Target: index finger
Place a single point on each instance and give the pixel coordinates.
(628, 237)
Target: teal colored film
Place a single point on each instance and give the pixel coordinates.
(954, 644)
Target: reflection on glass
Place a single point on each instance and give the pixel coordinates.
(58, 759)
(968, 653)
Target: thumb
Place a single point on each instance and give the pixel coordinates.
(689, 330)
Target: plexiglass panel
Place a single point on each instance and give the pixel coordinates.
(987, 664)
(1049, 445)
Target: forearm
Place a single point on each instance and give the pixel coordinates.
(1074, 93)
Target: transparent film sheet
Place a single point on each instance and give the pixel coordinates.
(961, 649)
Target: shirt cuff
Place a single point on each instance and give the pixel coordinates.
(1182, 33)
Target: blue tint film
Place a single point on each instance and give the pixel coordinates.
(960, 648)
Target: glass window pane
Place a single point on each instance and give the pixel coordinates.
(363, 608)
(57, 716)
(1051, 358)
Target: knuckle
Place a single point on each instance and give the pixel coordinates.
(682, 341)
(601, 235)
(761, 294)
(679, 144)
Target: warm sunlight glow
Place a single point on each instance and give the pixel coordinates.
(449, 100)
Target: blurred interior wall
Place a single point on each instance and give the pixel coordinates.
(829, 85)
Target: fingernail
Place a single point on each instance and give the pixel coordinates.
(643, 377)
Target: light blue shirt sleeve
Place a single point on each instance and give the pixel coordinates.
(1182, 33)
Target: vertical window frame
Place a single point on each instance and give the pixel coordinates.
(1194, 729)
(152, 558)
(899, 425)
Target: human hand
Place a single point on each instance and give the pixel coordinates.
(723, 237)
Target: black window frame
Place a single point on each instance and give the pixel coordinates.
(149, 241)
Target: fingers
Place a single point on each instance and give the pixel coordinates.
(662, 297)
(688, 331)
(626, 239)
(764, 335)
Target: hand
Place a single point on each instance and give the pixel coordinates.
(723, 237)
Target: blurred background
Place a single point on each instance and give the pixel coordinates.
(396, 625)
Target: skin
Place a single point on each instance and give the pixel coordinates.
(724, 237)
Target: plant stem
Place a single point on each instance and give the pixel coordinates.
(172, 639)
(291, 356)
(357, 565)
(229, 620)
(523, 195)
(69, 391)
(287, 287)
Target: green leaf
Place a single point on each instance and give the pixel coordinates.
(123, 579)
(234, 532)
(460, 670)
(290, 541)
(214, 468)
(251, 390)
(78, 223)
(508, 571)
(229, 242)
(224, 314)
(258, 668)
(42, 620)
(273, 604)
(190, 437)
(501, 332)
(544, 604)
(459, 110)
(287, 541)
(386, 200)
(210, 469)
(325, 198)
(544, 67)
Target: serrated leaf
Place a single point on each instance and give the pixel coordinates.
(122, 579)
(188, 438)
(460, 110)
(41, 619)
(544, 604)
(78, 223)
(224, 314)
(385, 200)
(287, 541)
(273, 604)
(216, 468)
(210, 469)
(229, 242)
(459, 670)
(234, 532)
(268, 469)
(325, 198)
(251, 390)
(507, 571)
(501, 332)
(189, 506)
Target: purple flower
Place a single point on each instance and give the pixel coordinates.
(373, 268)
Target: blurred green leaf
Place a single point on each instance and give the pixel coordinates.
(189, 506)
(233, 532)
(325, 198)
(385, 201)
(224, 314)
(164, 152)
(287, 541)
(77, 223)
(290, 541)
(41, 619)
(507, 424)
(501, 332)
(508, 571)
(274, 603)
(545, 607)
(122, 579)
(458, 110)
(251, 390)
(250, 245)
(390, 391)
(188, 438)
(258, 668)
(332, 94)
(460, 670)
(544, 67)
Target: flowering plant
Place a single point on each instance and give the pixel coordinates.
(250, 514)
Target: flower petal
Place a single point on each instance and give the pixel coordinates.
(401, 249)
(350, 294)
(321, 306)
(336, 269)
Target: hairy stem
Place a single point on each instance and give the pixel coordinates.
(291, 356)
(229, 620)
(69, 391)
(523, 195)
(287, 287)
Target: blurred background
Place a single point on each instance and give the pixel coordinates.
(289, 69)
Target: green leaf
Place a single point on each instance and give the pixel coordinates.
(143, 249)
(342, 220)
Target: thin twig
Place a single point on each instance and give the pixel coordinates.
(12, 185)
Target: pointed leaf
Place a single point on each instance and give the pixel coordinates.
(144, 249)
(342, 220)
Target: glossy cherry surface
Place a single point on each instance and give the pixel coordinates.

++++++++++

EXERCISE INSTRUCTIONS »
A word-for-word copy of the data above is the goal, so set it all down again.

RESPONSE TO THIS EXERCISE »
Target: index finger
Place a single point on each instance and give the pixel coordinates.
(628, 237)
Target: teal colored film
Place a single point on each instance and give the pixel coordinates.
(954, 644)
Target: reflection on glass
Place a single point on each instance and give the pixel coordinates.
(58, 759)
(968, 653)
Target: thumb
Place a single point on each instance and give the pixel coordinates.
(689, 330)
Target: plexiglass panel
Place a single point on each instance and give the pixel coordinates.
(987, 664)
(1049, 445)
Target: forearm
Place a single point on each instance and give the pixel coordinates.
(1074, 93)
Target: transparent film sheet
Place a single point on each instance and give the pixel coordinates.
(961, 649)
Target: shirt cuff
Place a single point on each instance and give the pixel coordinates.
(1182, 33)
Target: blue tint film
Place a single point on each instance and give the pixel coordinates.
(960, 648)
Target: glass window pane
Place a single point on each instance and give the pixel coordinates.
(363, 608)
(57, 716)
(1051, 358)
Target: knuckle
Place a single point on each instance and give the pixel coordinates.
(682, 341)
(601, 235)
(761, 294)
(679, 144)
Target: warm sunlight glow
Place a single point on each instance and give the pixel coordinates.
(449, 100)
Target: blurred interior wall
Place a single point on each instance and give the pixel coordinates.
(829, 85)
Target: fingernail
Place a single point on each instance and give the pixel coordinates.
(643, 377)
Target: light blue shirt sleeve
Place a single point on each instance and give the pixel coordinates.
(1182, 33)
Target: vertical window frame
Place a single point on each instance and give the pixel coordinates.
(1194, 729)
(152, 558)
(899, 425)
Target: human hand
Place a single point on each instance and give the pixel coordinates.
(723, 237)
Target: black window frame
Place a single point on each instance and give the pixel coordinates.
(149, 241)
Target: fingers
Place a single point on each instance and give the pixel coordinates.
(662, 297)
(688, 331)
(626, 239)
(764, 335)
Target: hand
Place a single point on each instance and give the pixel coordinates.
(723, 237)
Target: blurred background
Place a single point on each instance and give the pixel coordinates.
(396, 625)
Target: skin
Place a single point on each instance and give the pixel coordinates.
(724, 237)
Target: plant stem
Place a single point on each instance and give the pixel coordinates.
(172, 639)
(291, 356)
(357, 565)
(229, 620)
(523, 195)
(69, 391)
(287, 287)
Target: green leaf
Place a single point on each instance and give the pixel coordinates.
(123, 579)
(234, 532)
(460, 670)
(290, 541)
(214, 468)
(251, 390)
(78, 223)
(508, 571)
(229, 242)
(224, 314)
(258, 668)
(42, 620)
(273, 604)
(190, 437)
(501, 332)
(544, 604)
(459, 110)
(287, 541)
(386, 200)
(210, 469)
(325, 198)
(544, 67)
Target: serrated leaf
Place a single point on each instance and give the pixel coordinates.
(122, 579)
(188, 438)
(460, 110)
(41, 619)
(544, 604)
(78, 223)
(224, 314)
(385, 200)
(287, 541)
(273, 604)
(216, 468)
(210, 469)
(229, 242)
(459, 670)
(234, 532)
(268, 469)
(325, 198)
(251, 390)
(507, 571)
(501, 332)
(189, 506)
Target: purple flower
Place a single point on each instance and give the pixel coordinates.
(373, 268)
Target: blurred green leaf
Place a single point on each instance and give the pixel coordinates.
(189, 506)
(233, 532)
(325, 198)
(385, 201)
(224, 314)
(164, 152)
(287, 541)
(77, 223)
(290, 541)
(41, 619)
(507, 424)
(501, 332)
(508, 571)
(274, 603)
(545, 607)
(122, 579)
(458, 110)
(251, 390)
(250, 245)
(390, 391)
(188, 438)
(258, 668)
(332, 94)
(460, 670)
(544, 67)
Target: flowering plant
Place a single point on each instance and give the pixel coordinates.
(250, 514)
Target: flower petal
Place a single point on each instance and give the pixel coordinates.
(401, 249)
(350, 294)
(321, 306)
(336, 269)
Target: hairy stem
Place a single point on each instance and give the pixel coordinates.
(291, 356)
(229, 620)
(69, 391)
(523, 195)
(287, 287)
Target: blurred background
Place a single point on each instance and give the pixel coordinates.
(289, 69)
Target: green leaf
Place a single point on each instance and give the pixel coordinates.
(143, 249)
(342, 220)
Target: thin twig
Place a single point on each instance and give the pixel coordinates.
(12, 185)
Target: pointed leaf
Place a single point on each instance and give the pixel coordinates.
(144, 249)
(342, 220)
Target: glossy cherry surface
Place a single point on each instance and give the pixel coordinates.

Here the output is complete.